**Required tasks:**
1. Rewrite the paragraph of the collective bargaining passage below that begins "On June 15, 2013" as a short list, keeping its main facts.
2. Write the next part of the collective bargaining passage below, picking up after its last sentence.

**Supplied passage:**
- - -
On June 15, 2013, Respondents entered into a new collective bargaining
agreement (2013 [CBA]) covering September 1, 2013 through August 31, 2014.
The 2013 [CBA] included the agency shop language from the Respondents’ 2012
[CBA]. On September 22, 2014, Respondents entered into a successor collective
bargaining agreement (2014 [CBA]) containing the same agency fee language and
covering the period from September 22, 2014 through August 31, 2015.
- - -
**Record excerpts:**
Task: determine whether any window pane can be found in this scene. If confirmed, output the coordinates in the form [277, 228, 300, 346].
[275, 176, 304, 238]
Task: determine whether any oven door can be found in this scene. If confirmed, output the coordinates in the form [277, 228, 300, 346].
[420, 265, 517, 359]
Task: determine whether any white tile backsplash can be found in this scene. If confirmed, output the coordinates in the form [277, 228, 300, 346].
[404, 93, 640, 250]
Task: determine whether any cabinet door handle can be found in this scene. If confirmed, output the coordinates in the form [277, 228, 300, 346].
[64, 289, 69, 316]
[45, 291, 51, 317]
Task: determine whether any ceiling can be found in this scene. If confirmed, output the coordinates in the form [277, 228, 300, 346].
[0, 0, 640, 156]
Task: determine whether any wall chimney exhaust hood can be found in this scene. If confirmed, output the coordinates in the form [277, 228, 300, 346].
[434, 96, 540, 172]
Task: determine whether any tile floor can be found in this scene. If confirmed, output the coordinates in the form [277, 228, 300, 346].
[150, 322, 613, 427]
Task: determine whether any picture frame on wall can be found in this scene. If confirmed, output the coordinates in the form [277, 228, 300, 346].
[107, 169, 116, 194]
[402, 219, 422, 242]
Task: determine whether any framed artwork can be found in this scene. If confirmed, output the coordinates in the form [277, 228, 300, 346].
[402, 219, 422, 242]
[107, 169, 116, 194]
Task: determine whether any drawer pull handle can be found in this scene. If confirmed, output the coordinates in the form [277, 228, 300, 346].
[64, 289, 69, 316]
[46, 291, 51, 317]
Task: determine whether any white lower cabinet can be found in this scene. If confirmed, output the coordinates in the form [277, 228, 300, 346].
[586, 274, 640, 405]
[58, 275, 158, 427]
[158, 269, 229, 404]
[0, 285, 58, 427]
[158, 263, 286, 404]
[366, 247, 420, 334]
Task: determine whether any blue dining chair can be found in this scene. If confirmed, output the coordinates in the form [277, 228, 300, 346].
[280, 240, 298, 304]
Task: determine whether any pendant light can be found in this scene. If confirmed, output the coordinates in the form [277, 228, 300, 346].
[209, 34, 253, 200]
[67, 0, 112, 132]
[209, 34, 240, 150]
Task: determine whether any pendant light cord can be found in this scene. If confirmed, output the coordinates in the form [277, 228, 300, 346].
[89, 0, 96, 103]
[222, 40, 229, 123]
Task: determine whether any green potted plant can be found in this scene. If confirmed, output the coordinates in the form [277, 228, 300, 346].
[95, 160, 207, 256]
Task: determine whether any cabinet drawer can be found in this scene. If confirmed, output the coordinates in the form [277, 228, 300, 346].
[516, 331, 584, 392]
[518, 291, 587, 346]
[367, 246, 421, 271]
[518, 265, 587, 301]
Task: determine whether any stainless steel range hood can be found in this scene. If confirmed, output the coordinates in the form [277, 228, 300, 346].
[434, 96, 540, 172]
- - -
**Results by task:**
1.
- June 15, 2013: Respondents entered into a new collective bargaining agreement (2013 [CBA]) covering September 1, 2013 through August 31, 2014. It included the agency shop language from their 2012 [CBA].
- September 22, 2014: Respondents entered into a successor agreement (2014 [CBA]) with the same agency fee language, covering September 22, 2014 through August 31, 2015.

2.
As explained in the ALJ’s proposed decision:
On August 20, 2015, [charging party] Conwell sent a letter to the MEA
resigning his union membership. Conwell also stated in his letter that the agency
fee clause in the Respondents’ collective bargaining agreement expiring on
August 31, 2015, was illegal under Michigan’s “Right to Work” law. Conwell
went on to inform the Union that he expected immediate release from all
obligations of membership and, if he could currently be lawfully compelled to pay
union fees under Michigan law as a condition of his employment, that he invoked
his rights under Abood [v Detroit Bd of Ed, 431 US 209; 97 S Ct 1782; 52 L Ed
2d 261 (1977), since overruled by Janus v American Federation of State, Co, &
Mun Employees, Council 31, ___ US ___; 138 S Ct 2448; 201 L Ed 2d 924
(2018)]. Conwell received a reply from the MEA dated August 31, 2015, stating
that it had accepted his resignation, but that he was “a member of a bargaining
unit that has a collective bargaining agreement in effect which requires all
members of the bargaining unit, as a condition of employment, to either be
members of the Association [i.e., respondent unions] or to pay a fair share fee to
the Association.”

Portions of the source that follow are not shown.